## START
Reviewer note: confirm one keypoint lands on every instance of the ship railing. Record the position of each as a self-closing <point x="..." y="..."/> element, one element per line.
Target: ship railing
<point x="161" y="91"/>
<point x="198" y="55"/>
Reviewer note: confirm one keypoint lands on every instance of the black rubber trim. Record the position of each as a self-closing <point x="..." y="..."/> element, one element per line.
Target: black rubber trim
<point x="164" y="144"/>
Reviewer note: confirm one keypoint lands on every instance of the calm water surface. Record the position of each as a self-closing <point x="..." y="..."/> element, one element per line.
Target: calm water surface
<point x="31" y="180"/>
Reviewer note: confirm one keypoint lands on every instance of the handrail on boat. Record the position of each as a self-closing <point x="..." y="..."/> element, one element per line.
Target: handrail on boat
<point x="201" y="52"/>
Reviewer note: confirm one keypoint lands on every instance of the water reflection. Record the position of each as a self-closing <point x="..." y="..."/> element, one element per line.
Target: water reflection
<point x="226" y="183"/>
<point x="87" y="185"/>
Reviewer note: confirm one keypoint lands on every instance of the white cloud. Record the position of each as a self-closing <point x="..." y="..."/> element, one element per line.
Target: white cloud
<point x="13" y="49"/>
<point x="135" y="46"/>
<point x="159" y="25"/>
## END
> _Requirements_
Copy every line of the records above verbatim, without changing any character.

> _Result of the task_
Reviewer note: confirm one keypoint lands on every instance of the ship railing. Record the position of each as a self-closing <point x="..." y="..."/> element, one element per line.
Target: ship railing
<point x="161" y="91"/>
<point x="198" y="55"/>
Reviewer note: confirm one keypoint lands on every instance of the black rubber trim. Record the position of each as a self-closing <point x="..." y="..."/> element, one element per line.
Target: black rubber trim
<point x="164" y="144"/>
Reviewer note: confirm one keypoint lands on every instance of the calm water surface. Record the position of each as a self-closing <point x="..." y="..."/> element, one element per line.
Target: calm water surface
<point x="31" y="180"/>
Reviewer note: confirm one keypoint lands on every instance of the handrail on boat. Record the position of each as a self-closing <point x="..." y="..."/> element, one element per line.
Target: handrail on boat
<point x="201" y="52"/>
Reviewer note: confirm one keypoint lands on every instance of the water reflection. Record the position of each as a self-closing <point x="..." y="..."/> element, one element per line.
Target: water reflection
<point x="226" y="183"/>
<point x="87" y="185"/>
Reviewer note: confirm one keypoint lands on every instance of the white cloud. Record the position of each as a self-closing <point x="..." y="..."/> element, one element per line.
Target: white cloud
<point x="13" y="49"/>
<point x="135" y="46"/>
<point x="159" y="25"/>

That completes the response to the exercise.